> _Source material_:

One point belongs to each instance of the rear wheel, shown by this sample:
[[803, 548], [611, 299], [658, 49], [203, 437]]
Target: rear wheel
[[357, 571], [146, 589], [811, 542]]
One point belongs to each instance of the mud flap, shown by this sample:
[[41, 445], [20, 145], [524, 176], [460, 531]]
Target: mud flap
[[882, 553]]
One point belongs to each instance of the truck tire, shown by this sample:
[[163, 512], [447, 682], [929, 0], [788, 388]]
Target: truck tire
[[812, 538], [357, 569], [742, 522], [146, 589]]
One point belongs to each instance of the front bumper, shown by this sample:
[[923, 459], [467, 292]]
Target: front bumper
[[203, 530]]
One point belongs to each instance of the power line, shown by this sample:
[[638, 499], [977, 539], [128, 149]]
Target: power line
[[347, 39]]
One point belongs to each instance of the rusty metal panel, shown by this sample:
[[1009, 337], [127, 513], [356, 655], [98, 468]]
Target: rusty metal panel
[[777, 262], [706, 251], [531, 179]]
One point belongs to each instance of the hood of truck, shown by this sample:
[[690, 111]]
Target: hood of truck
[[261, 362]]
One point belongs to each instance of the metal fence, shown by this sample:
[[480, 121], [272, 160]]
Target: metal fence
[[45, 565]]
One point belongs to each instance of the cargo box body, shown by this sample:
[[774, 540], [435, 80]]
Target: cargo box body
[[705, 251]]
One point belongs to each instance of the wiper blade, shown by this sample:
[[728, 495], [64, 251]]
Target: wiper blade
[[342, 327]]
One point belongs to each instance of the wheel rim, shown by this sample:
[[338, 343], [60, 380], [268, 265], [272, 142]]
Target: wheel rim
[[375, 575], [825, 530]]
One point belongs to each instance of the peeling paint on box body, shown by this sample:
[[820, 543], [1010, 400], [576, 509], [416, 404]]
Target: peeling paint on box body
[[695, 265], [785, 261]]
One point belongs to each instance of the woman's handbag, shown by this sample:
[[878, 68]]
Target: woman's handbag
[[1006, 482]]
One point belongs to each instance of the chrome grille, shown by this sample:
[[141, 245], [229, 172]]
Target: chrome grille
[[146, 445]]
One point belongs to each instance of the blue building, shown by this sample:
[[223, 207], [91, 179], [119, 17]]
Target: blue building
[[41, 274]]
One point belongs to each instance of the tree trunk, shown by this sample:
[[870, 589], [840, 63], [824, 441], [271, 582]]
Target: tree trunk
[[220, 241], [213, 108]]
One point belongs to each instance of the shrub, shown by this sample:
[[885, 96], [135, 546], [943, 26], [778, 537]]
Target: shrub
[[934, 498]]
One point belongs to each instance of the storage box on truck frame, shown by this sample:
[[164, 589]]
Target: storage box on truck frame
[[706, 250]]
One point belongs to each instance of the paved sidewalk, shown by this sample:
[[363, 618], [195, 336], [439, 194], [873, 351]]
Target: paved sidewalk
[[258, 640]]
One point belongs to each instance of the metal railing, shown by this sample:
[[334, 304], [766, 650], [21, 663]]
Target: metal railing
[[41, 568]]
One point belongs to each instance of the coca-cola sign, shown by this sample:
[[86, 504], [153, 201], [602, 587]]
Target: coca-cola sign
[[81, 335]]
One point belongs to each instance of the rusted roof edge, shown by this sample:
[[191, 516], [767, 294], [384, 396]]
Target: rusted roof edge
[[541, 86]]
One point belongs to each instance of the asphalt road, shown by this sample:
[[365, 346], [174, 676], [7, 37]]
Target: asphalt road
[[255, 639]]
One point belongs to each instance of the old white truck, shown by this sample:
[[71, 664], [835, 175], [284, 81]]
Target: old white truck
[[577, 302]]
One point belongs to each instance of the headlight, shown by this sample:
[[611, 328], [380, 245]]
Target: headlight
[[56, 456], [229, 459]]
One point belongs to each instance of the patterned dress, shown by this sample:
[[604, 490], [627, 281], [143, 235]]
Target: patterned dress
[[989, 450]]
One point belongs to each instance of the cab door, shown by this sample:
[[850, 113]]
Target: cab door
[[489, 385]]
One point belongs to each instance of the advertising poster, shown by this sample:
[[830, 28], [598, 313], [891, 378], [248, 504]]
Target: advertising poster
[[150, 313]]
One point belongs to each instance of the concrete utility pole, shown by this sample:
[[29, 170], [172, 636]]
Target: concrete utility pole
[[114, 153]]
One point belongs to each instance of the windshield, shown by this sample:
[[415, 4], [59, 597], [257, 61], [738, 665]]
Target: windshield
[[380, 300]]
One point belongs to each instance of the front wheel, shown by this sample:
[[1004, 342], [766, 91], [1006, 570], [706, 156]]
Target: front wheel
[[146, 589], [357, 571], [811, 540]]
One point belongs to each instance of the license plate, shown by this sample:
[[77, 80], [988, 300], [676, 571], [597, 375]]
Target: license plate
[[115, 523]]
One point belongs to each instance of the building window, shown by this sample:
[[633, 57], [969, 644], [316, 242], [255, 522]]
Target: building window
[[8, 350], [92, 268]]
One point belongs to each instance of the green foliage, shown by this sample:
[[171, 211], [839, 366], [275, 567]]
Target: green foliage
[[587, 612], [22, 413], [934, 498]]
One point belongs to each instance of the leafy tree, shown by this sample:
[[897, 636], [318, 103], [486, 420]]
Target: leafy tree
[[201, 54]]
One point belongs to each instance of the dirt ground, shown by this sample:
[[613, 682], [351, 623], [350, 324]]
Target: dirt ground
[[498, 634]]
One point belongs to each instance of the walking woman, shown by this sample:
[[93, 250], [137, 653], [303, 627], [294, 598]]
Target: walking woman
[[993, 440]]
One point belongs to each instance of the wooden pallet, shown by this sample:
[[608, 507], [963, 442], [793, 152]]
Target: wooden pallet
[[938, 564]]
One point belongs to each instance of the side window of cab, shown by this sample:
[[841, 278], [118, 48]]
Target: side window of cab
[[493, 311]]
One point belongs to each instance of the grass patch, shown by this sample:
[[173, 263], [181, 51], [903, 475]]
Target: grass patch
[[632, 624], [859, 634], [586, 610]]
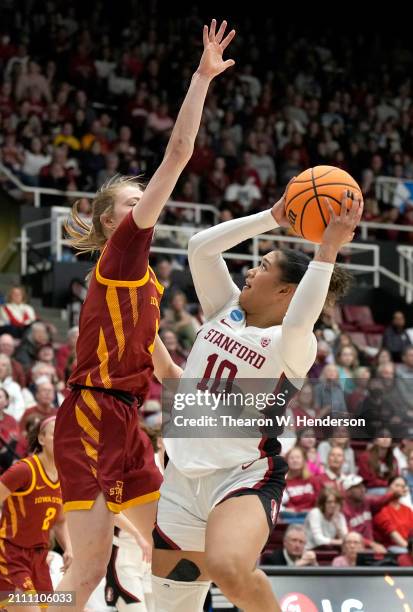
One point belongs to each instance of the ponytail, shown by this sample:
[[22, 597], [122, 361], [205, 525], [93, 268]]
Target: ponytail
[[88, 236]]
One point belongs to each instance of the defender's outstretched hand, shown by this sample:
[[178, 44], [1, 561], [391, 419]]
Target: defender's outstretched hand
[[212, 62]]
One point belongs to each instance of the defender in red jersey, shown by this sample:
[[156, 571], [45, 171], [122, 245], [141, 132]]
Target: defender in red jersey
[[32, 507], [105, 462]]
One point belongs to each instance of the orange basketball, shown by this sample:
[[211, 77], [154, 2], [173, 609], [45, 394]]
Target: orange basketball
[[305, 204]]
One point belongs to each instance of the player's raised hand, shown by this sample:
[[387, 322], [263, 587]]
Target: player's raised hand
[[212, 63], [340, 229], [278, 210]]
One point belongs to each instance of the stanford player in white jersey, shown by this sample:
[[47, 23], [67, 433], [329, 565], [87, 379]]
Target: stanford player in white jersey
[[221, 496]]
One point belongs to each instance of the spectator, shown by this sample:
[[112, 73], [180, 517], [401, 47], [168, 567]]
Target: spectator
[[308, 442], [360, 392], [303, 404], [16, 315], [44, 395], [179, 320], [395, 337], [383, 357], [263, 164], [347, 363], [341, 438], [299, 494], [377, 465], [404, 370], [333, 475], [329, 396], [406, 559], [293, 552], [394, 523], [243, 192], [359, 509], [34, 160], [352, 545], [325, 525], [7, 347], [408, 472], [32, 80], [217, 182], [27, 350], [16, 399], [109, 171], [401, 453], [9, 433]]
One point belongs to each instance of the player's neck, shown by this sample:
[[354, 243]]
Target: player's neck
[[48, 466], [263, 320]]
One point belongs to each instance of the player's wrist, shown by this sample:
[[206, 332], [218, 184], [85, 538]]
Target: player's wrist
[[201, 76], [327, 252]]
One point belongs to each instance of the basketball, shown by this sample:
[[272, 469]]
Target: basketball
[[305, 204]]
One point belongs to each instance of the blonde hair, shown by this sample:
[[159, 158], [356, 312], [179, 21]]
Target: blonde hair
[[88, 237]]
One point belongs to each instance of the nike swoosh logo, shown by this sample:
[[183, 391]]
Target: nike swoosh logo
[[225, 323]]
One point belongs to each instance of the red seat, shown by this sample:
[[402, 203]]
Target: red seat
[[362, 317]]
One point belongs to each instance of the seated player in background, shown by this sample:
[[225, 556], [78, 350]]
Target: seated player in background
[[32, 507]]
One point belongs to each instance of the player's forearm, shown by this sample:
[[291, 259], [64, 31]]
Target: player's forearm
[[309, 297], [187, 124], [219, 238], [327, 253], [62, 536]]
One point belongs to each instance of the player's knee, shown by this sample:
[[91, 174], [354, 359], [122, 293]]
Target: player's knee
[[92, 574], [228, 572]]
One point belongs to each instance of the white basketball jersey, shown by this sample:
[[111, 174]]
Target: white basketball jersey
[[227, 349]]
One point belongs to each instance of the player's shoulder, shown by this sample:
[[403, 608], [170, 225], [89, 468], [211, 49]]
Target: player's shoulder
[[231, 309]]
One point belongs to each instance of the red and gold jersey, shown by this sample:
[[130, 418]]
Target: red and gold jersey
[[120, 316], [32, 508]]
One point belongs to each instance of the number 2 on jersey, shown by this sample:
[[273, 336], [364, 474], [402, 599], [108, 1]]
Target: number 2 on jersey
[[226, 366], [50, 514]]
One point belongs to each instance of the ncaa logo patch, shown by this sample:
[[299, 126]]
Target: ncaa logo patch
[[237, 315]]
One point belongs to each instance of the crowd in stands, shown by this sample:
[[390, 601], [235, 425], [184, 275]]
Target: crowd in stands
[[347, 489], [85, 96]]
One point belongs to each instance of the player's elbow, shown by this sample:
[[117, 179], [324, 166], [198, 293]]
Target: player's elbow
[[180, 150]]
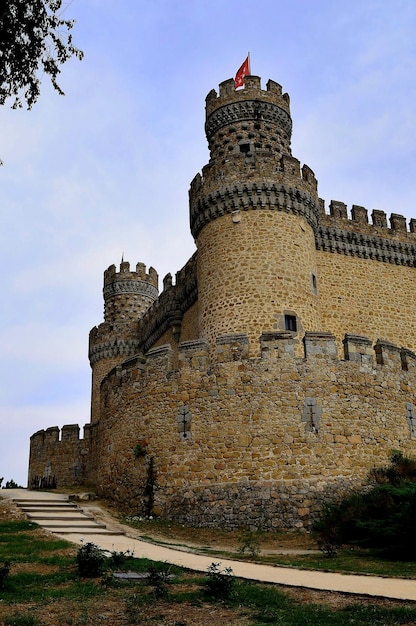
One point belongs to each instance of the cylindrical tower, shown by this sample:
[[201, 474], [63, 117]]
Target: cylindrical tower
[[253, 213], [127, 297]]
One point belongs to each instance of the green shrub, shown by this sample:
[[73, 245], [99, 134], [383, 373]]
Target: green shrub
[[219, 583], [380, 516], [21, 619], [4, 572], [90, 560], [158, 579], [249, 542]]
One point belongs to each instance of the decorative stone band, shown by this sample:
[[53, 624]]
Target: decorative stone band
[[115, 348], [248, 110], [136, 287], [168, 310], [251, 196], [365, 246]]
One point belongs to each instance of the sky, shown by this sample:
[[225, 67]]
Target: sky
[[104, 171]]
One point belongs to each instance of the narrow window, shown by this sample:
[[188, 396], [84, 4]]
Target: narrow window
[[290, 323], [314, 284]]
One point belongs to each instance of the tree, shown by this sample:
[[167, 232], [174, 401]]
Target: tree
[[34, 40]]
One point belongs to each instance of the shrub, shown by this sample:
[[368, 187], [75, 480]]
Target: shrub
[[219, 583], [4, 572], [249, 542], [21, 619], [158, 578], [380, 516], [90, 560]]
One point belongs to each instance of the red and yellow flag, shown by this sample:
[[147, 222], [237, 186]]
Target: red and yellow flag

> _Exercise aim_: Your answer is to contain exactly the lines from the one holding "[[368, 187], [75, 480]]" to the end of the entries, with no other line.

> _Task output_:
[[368, 187], [75, 480]]
Target: shrub
[[219, 583], [4, 572], [249, 542], [21, 619], [158, 578], [380, 516], [90, 560]]
One point belongs to each instance of the red and yellow flag, shown by this sample:
[[147, 222], [237, 186]]
Target: red and yellow flag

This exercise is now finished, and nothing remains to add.